■ **TASK OBJECTIVE**
Retype the entire listing, keeping every word as it is.

■ **DATA EXCERPTS**
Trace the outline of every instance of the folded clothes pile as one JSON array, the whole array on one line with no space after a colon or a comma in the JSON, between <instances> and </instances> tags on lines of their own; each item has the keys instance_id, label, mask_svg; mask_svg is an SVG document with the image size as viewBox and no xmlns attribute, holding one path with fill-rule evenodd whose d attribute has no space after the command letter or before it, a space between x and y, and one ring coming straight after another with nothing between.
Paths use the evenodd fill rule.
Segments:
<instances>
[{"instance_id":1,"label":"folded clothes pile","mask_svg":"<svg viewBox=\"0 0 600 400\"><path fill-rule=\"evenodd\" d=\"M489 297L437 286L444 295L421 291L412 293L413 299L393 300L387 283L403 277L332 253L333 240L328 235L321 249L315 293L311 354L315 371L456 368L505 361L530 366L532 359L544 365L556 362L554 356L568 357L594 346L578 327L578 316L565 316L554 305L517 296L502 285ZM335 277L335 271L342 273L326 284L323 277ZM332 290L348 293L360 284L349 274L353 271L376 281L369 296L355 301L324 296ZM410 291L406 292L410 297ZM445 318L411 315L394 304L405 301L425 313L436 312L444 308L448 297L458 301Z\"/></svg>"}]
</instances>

■ **OUTPUT BELOW**
Trace the outline of every instance of the folded clothes pile as one JSON array, the whole array on one line with no space after a colon or a comma in the JSON, between <instances> and </instances> tags on lines of their own; each item has the keys instance_id, label, mask_svg; mask_svg is an SVG document with the image size as viewBox and no xmlns attribute, holding one path with fill-rule evenodd whose d attribute has no space after the command letter or before it, a space between x and y, and one ring coming straight after another with nothing between.
Paths use the evenodd fill rule.
Segments:
<instances>
[{"instance_id":1,"label":"folded clothes pile","mask_svg":"<svg viewBox=\"0 0 600 400\"><path fill-rule=\"evenodd\" d=\"M489 297L437 286L444 295L421 291L412 293L413 299L393 300L387 283L403 277L332 253L333 240L328 235L321 249L315 293L311 354L315 371L456 368L505 361L530 366L532 359L544 365L556 362L554 356L568 357L594 346L578 327L578 316L565 316L554 305L517 296L502 285ZM335 277L335 271L342 273L326 284L323 277ZM332 290L348 293L360 284L349 274L353 271L376 281L369 296L355 301L324 296ZM410 291L406 292L410 297ZM445 318L411 315L394 304L405 301L425 313L436 312L444 308L448 297L458 301Z\"/></svg>"}]
</instances>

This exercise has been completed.